[Data extracted from a collection]
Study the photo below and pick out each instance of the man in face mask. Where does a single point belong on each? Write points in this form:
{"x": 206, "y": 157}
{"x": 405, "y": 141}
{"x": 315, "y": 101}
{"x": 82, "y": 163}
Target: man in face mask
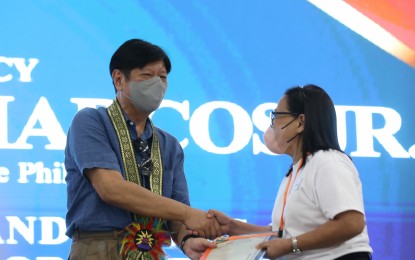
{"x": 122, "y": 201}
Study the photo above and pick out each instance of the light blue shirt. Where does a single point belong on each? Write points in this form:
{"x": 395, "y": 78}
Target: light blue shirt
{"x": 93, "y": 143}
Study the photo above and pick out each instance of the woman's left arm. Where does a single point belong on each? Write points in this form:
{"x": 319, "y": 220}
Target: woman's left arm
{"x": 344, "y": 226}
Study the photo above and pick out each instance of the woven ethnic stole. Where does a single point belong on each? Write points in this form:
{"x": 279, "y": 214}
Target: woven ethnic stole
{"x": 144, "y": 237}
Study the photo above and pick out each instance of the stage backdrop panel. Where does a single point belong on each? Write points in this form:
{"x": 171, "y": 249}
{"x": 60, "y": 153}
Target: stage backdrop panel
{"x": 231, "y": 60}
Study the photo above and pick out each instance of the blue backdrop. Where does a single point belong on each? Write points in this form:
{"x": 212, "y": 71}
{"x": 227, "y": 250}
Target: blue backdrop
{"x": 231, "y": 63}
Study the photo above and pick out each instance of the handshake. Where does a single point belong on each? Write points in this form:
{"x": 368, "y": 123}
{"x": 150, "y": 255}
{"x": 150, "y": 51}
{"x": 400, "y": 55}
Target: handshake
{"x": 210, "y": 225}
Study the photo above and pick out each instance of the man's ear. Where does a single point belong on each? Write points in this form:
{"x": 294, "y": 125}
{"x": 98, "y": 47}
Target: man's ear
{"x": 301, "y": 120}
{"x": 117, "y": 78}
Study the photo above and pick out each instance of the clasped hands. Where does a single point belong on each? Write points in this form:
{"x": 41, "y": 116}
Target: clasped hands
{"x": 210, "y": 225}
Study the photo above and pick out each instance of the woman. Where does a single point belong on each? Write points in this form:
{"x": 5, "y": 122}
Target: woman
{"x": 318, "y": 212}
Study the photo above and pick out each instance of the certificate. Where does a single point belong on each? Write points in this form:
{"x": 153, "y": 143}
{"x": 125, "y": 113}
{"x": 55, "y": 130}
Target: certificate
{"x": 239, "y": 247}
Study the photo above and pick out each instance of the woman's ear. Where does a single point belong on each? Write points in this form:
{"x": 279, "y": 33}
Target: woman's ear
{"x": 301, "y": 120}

* * *

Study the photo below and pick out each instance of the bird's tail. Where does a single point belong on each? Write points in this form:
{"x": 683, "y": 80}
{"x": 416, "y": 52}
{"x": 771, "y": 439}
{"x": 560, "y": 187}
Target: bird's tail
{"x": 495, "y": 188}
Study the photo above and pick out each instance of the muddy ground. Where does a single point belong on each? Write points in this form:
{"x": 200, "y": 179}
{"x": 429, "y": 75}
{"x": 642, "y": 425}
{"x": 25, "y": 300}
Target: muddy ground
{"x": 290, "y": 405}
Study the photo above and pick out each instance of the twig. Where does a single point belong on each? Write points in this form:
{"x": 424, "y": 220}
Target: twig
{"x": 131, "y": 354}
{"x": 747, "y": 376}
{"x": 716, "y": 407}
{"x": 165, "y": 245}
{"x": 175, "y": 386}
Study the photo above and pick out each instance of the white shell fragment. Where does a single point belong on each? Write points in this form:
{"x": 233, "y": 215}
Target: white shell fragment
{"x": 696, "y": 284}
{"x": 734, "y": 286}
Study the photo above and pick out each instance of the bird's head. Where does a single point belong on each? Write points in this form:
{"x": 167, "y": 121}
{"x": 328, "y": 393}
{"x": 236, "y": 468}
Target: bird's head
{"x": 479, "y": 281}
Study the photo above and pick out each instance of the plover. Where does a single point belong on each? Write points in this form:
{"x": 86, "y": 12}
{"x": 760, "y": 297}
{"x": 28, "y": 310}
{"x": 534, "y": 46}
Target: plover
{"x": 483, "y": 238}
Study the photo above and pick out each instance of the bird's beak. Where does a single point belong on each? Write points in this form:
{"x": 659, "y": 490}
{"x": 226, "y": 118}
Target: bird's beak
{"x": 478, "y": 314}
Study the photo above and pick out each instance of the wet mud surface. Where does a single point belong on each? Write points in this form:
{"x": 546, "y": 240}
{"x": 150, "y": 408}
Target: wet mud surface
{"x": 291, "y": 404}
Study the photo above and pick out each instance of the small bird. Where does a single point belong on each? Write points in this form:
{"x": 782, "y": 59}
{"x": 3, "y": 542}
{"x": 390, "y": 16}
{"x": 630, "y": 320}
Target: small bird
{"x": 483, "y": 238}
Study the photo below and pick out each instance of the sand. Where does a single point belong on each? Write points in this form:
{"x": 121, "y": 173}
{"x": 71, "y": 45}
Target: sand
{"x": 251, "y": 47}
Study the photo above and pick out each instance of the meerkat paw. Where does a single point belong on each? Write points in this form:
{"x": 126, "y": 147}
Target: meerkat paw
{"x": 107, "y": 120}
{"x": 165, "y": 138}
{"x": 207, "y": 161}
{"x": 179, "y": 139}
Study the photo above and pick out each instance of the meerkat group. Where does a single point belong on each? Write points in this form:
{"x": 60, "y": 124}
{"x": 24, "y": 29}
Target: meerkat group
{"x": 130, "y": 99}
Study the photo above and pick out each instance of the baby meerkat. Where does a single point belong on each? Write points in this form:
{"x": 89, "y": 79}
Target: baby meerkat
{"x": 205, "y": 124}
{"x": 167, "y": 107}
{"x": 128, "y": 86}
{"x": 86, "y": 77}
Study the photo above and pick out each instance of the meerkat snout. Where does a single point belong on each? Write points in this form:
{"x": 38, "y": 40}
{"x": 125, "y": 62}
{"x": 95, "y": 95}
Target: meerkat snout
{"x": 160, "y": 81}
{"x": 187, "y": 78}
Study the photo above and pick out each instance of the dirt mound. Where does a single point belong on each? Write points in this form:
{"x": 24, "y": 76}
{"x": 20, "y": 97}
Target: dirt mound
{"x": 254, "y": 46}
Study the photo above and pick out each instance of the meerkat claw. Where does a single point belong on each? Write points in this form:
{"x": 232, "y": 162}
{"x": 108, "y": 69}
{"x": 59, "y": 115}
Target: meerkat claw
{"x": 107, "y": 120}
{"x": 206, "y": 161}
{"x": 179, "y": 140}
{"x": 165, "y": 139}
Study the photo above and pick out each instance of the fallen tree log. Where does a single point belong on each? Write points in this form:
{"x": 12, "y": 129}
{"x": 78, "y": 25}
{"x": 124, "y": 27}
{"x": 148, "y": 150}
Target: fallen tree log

■ Problem to work on: If a line of the records includes the string "tree", copy it out.

■ Exercise answer:
Study the photo above and pick out each instance of the fallen tree log. Where does a single point belong on each? Write points in this form:
Target: fallen tree log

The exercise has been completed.